- **Work request**
Only the pictures are to be omitted; every entry beneath should otherwise be duplicated exactly.
======== Information provided ========
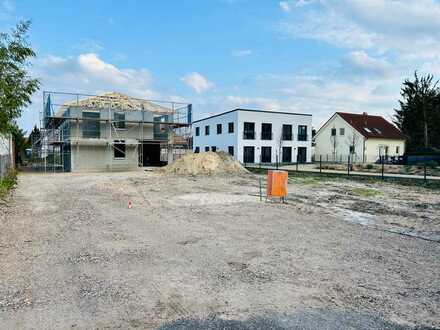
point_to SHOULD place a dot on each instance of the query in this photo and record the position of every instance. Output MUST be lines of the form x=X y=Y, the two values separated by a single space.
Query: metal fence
x=5 y=165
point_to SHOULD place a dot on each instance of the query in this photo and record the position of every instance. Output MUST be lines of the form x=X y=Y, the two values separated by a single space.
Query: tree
x=419 y=114
x=16 y=85
x=20 y=144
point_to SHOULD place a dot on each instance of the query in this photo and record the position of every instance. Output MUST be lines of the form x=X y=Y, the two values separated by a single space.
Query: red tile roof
x=372 y=126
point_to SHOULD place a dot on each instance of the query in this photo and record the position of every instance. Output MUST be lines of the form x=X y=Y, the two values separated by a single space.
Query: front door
x=302 y=155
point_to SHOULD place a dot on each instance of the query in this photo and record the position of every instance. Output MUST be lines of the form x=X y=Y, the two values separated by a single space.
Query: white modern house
x=254 y=136
x=363 y=137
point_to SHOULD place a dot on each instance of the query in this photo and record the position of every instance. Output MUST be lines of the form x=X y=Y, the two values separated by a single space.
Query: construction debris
x=206 y=163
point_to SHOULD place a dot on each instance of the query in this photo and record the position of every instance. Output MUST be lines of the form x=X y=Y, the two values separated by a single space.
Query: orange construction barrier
x=277 y=183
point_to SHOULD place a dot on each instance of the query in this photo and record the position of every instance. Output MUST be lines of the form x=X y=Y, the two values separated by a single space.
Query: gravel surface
x=206 y=253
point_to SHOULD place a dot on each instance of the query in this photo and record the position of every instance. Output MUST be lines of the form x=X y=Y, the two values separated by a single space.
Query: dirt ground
x=198 y=251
========
- **Answer box**
point_to SHOULD place a dot on each instance of the query in this photo and record the position of every instance. Output MUST be lines of the form x=X y=Y, the two values separated by a single space.
Query: metal fence
x=5 y=165
point_to SHOULD place a dot on each instance of the query in this photo and record the position of every instance. Output MUST be lines of the form x=X y=Y, the two values separated by a single space.
Query: tree
x=419 y=114
x=16 y=85
x=20 y=144
point_to SHOULD place a dot on each instance of the query in this photo and record the position of every instance. Output MUST be lines of the form x=X y=Y, the two values separated by a single space.
Query: red tile roof
x=372 y=126
point_to SHOULD place a dot on each instance of the query in this photo and record the position of every instance. Output MUST be lines of the form x=X y=Y, the two values separated by a single space.
Query: front door
x=302 y=155
point_to SHOULD place a dot on each instance of the query in this photo and record the position of every instance. Output MUST be lines of the form x=X y=Y, the two values separated by a single space.
Query: white modern house
x=254 y=136
x=363 y=137
point_to SHOULD place a dot on each instance of the query in this photo and record the position of every instance. Output MUST be lines of the form x=X y=Y, the two values separated by a single space.
Query: construction debris
x=206 y=163
point_to SHOULD place a dot on each instance of the query in this photo and record the position of every instance. Output MUST be lines of the form x=X y=Y, the two values separated by a single space.
Query: orange construction barrier
x=277 y=183
point_to SHOULD place a dot on each instance of the query in this photo and record the position of every instance. Output MUST be lines of the form x=X y=Y, the two values separated by a single space.
Query: gravel surface
x=206 y=253
point_to SHOULD place a dot on each instance of the query in this photo and record the position of every instance. Output MUST be lines of the form x=X y=Y, the two values separated by a single space.
Query: dirt ground
x=198 y=251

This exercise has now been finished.